Please transcribe the data that follows without the pictures, keeping every word the same.
[Opening Supplied material section]
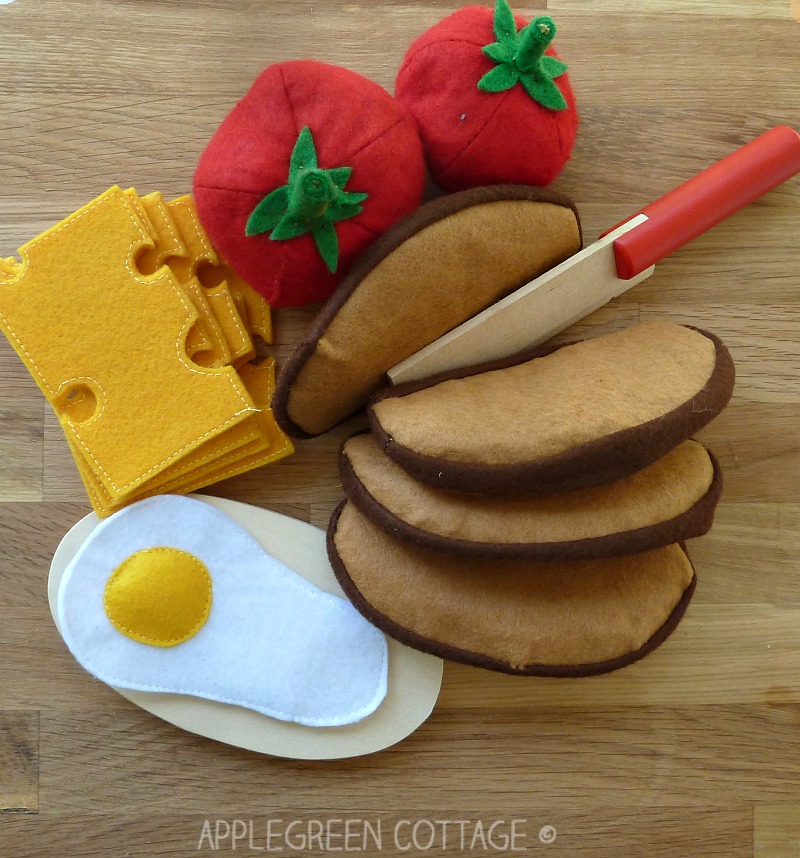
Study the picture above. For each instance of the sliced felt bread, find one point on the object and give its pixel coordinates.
(670, 501)
(583, 415)
(437, 268)
(560, 618)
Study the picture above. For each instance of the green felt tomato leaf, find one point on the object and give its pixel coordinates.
(289, 227)
(499, 53)
(499, 79)
(268, 212)
(312, 201)
(304, 154)
(505, 27)
(520, 58)
(325, 238)
(544, 91)
(340, 175)
(553, 67)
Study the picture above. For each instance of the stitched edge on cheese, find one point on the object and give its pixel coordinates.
(425, 216)
(451, 653)
(693, 522)
(594, 463)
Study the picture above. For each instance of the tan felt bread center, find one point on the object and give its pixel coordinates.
(516, 612)
(546, 406)
(658, 493)
(433, 281)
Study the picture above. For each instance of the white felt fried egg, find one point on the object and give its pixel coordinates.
(172, 595)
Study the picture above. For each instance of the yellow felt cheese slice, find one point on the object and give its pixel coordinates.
(205, 342)
(77, 311)
(271, 446)
(202, 253)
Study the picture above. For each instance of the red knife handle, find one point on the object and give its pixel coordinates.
(708, 198)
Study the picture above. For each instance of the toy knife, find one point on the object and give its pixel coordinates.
(621, 258)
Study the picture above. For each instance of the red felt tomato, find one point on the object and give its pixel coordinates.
(491, 99)
(310, 167)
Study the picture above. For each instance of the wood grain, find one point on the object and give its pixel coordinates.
(693, 751)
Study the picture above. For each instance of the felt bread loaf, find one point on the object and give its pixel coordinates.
(435, 269)
(558, 618)
(670, 501)
(582, 415)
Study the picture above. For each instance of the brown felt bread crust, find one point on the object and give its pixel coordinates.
(435, 269)
(583, 415)
(670, 501)
(569, 619)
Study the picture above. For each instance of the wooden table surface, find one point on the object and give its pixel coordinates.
(693, 751)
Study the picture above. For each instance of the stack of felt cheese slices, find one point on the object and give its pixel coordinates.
(529, 516)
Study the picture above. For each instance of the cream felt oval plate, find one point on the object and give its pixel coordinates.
(414, 677)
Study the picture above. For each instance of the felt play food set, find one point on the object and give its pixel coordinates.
(491, 98)
(259, 563)
(623, 257)
(436, 268)
(146, 372)
(526, 516)
(532, 572)
(311, 166)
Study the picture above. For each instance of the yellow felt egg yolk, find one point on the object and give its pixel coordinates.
(159, 596)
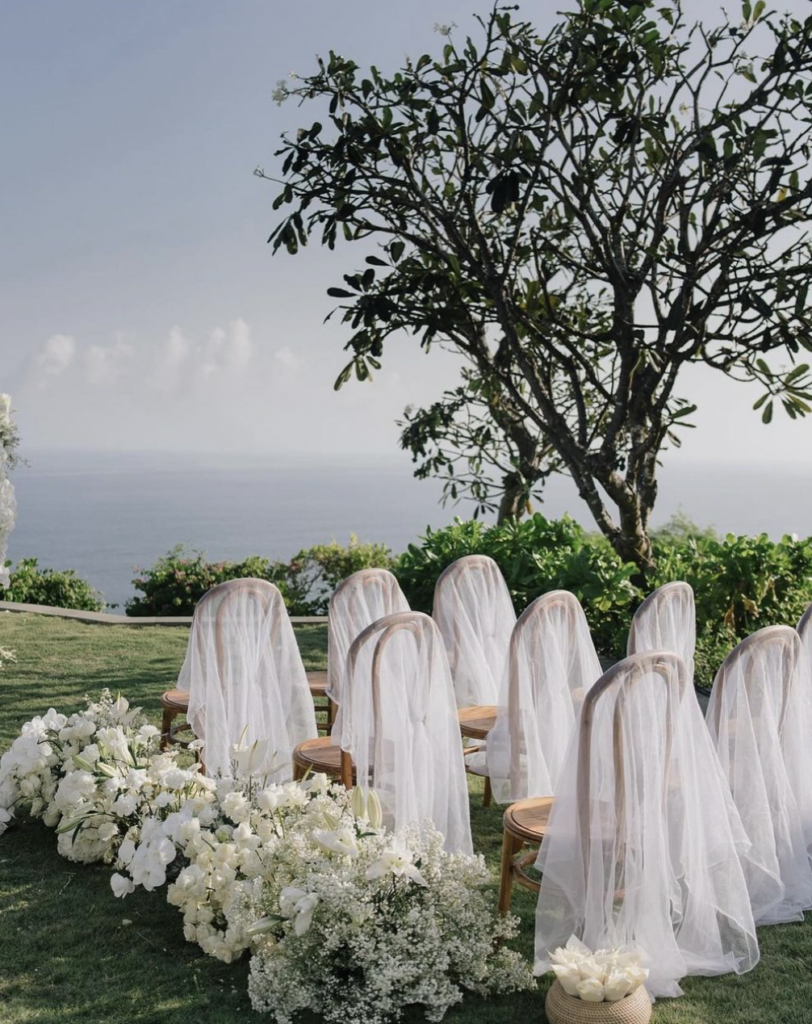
[Closing Supplied material section]
Answer section:
Study the picture above. For each instance of the sliced felt bread, find one point on the object and give its pixel coordinates.
(670, 501)
(583, 415)
(437, 268)
(560, 618)
Study the picture above. For each instance of the green felt tomato leaf, find one point on the object and give its pixel coordinates.
(289, 227)
(499, 53)
(499, 79)
(268, 212)
(312, 201)
(304, 154)
(505, 27)
(520, 58)
(325, 238)
(544, 91)
(340, 175)
(553, 67)
Study the picture above. For each instance of the stitched edge on cheese, find one point on the object and give its pixel coordinates.
(425, 216)
(451, 653)
(693, 522)
(594, 463)
Study the picture above. For each instance of the tan felt bread center, find one point on the object and give its pixel coordinates.
(516, 612)
(546, 406)
(658, 493)
(433, 281)
Study the picture above. For each instance of the white felt fried egg, find one point on the object and give its pixel coordinates.
(172, 595)
Study the picture above. For each instance of the yellow felt cheese slice, find one point on the object and give its pixel coordinates.
(205, 342)
(77, 311)
(271, 446)
(202, 253)
Study the picture above. For each instance of the red knife handle, find one point on the object and give its pixel coordinates.
(708, 198)
Study the picture above. For each instance of the toy knife, find one point on the object and give its pixel coordinates.
(621, 258)
Study the picture above. For each instance of the red felt tomato, find one point on the object and give its pixel coordinates.
(491, 99)
(310, 167)
Study the picture above. For each instance of the wood grain, find one point on the object and give its pixel coordinates.
(693, 751)
Study the picture above. For each instance of the felt bread loaf, find one point on the object and give its pixel coordinates.
(435, 269)
(558, 618)
(670, 501)
(582, 415)
Study the picture above. For each instance of the brown felt bread crust, find one point on the object and give its pixel coordinates.
(435, 269)
(583, 415)
(670, 501)
(569, 619)
Study the picture above. For each instance of the wooden table surface, find one point on the object and give its pixel coordinates.
(693, 751)
Study the picture above. For each instance of the stack of felt cheese slices, find one point on the object and give its pixel coordinates.
(529, 516)
Study the picture above. For each instance of the cream felt oval plate, find one point on the object and give its pixel coordinates.
(414, 677)
Study the picture above. For each instance of the felt play food set, find one point on the object and give its pixel coordinates.
(491, 98)
(259, 563)
(623, 257)
(436, 268)
(146, 372)
(526, 516)
(532, 572)
(311, 166)
Study the picture above. For each instance of the yellow felt egg yolk, find one point on the object and give its pixel coordinates.
(159, 596)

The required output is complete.